In the records, change "red lanyard" to "blue lanyard" in the lines from the line with "Pinpoint man's dark" to the line with "219 66 387 434", and return only those lines with nothing else altered.
— begin Records shown —
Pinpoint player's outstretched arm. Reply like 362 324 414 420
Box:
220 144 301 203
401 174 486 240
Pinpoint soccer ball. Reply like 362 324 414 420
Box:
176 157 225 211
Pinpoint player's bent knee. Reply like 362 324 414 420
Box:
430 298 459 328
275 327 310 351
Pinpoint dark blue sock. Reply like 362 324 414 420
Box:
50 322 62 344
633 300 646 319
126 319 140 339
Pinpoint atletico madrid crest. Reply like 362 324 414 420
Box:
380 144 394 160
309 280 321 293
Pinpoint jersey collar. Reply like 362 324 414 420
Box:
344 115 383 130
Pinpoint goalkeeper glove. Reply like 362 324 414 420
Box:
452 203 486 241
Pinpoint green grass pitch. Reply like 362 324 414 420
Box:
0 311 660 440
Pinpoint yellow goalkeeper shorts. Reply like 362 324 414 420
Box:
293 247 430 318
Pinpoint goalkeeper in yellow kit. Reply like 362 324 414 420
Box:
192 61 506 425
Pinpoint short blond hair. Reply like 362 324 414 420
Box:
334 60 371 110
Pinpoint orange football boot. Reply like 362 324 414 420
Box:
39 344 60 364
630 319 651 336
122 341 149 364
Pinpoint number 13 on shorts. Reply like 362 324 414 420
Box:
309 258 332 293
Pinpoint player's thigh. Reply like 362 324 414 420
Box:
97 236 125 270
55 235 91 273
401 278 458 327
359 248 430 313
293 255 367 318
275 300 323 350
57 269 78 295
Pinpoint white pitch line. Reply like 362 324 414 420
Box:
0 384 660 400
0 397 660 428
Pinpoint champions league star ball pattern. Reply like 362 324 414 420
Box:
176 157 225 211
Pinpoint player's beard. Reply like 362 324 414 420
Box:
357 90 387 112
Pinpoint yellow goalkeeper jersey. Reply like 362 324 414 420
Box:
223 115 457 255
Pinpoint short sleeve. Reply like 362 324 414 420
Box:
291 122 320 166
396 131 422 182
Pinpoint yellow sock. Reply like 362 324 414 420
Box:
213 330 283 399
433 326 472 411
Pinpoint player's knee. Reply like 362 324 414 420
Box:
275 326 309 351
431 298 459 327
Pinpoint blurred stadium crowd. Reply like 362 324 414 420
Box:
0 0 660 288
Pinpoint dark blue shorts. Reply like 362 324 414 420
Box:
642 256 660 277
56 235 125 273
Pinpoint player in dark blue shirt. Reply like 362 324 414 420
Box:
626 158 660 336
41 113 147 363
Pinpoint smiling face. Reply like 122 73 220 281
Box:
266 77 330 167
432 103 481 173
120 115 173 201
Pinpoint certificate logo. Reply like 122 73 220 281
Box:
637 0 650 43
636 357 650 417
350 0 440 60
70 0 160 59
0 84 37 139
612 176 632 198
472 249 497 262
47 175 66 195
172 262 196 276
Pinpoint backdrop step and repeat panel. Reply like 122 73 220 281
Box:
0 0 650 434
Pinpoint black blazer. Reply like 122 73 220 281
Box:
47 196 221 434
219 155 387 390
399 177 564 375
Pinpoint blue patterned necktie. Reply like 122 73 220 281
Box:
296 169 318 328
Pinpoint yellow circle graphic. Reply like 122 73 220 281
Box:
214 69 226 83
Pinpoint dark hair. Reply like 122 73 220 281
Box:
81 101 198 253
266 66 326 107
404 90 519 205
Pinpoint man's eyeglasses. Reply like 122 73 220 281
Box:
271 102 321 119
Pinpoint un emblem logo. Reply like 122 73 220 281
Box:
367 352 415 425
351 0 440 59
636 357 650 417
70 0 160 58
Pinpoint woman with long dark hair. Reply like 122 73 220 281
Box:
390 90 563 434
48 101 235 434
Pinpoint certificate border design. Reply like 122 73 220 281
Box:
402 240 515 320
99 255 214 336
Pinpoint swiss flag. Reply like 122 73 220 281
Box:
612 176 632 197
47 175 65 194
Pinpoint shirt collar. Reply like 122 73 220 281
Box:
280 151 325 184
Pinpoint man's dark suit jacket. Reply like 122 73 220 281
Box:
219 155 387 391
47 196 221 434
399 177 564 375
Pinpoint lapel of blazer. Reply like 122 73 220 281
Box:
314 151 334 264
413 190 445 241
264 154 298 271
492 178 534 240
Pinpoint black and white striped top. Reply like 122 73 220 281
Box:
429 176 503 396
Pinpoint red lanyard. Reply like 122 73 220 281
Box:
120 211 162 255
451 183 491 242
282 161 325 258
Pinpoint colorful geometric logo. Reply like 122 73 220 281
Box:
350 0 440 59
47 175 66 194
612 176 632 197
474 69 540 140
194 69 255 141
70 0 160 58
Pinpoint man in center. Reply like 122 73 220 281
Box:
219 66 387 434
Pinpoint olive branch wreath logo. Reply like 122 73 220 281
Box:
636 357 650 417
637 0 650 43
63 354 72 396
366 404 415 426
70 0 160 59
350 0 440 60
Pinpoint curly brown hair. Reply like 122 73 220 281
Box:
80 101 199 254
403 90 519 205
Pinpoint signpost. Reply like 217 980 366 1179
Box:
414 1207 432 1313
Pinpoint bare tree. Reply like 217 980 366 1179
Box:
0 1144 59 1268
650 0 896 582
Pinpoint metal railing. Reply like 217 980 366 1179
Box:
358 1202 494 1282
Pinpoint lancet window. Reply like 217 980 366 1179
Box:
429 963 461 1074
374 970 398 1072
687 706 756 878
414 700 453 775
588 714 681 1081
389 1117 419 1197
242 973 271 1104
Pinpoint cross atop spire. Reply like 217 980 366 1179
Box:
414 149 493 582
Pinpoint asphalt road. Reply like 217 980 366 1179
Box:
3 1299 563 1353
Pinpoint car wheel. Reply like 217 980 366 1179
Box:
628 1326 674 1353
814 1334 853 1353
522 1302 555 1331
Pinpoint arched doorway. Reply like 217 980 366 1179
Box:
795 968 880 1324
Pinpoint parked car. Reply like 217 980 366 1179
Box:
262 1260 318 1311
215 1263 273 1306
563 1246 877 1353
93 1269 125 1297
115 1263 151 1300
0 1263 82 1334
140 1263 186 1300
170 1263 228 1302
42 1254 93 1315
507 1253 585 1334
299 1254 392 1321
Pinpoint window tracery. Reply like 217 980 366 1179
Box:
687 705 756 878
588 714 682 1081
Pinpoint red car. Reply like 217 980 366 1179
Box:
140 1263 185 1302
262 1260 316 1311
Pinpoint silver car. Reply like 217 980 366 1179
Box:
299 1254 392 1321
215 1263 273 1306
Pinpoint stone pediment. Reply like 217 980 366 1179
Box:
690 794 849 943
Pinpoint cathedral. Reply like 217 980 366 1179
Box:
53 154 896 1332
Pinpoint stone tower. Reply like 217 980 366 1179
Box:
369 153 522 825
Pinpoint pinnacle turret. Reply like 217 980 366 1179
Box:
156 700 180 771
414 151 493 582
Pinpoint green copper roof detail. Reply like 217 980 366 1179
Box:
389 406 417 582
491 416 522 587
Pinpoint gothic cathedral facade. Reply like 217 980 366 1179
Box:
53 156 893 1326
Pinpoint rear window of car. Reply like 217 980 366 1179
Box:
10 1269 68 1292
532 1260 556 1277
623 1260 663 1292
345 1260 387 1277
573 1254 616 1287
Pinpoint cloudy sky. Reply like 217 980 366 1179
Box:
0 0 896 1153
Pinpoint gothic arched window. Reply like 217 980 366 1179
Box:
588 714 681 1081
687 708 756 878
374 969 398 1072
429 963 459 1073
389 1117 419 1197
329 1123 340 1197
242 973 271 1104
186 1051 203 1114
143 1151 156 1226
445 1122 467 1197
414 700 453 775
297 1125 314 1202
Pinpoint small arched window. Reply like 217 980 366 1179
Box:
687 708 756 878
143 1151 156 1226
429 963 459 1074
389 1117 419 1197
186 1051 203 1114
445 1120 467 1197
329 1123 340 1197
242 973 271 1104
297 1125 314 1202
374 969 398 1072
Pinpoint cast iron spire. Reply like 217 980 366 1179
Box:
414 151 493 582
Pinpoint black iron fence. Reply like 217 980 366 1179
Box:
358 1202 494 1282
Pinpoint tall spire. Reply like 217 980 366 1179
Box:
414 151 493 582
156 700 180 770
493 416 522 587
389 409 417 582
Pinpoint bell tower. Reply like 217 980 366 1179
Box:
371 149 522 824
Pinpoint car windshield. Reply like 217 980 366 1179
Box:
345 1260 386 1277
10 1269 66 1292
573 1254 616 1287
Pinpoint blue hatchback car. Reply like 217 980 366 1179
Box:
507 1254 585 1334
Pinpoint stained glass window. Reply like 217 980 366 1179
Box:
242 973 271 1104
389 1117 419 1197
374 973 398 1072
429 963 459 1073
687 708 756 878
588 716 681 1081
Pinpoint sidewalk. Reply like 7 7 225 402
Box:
— end Records shown —
## Response to the exercise
Pinpoint man's dark suit jacket. Reply like 122 73 220 281
Box:
219 155 387 391
47 196 221 434
399 177 564 375
Pinpoint lapel of blazer. Reply like 122 73 220 281
Box:
314 151 334 264
413 190 445 241
264 154 298 271
492 178 534 240
Pinpoint black and white striped top. Reply like 122 73 220 281
Box:
429 176 503 396
Pinpoint blue lanyard. Reply like 122 73 220 281
Box:
120 211 162 255
451 183 491 242
282 161 325 258
Pinpoint colorful geometric logo. Reply like 122 73 220 281
Box:
350 0 440 59
47 175 66 194
612 176 632 197
474 69 540 140
194 69 255 141
70 0 160 58
Pinpoint man in center. Reply like 122 73 220 281
Box:
219 66 387 434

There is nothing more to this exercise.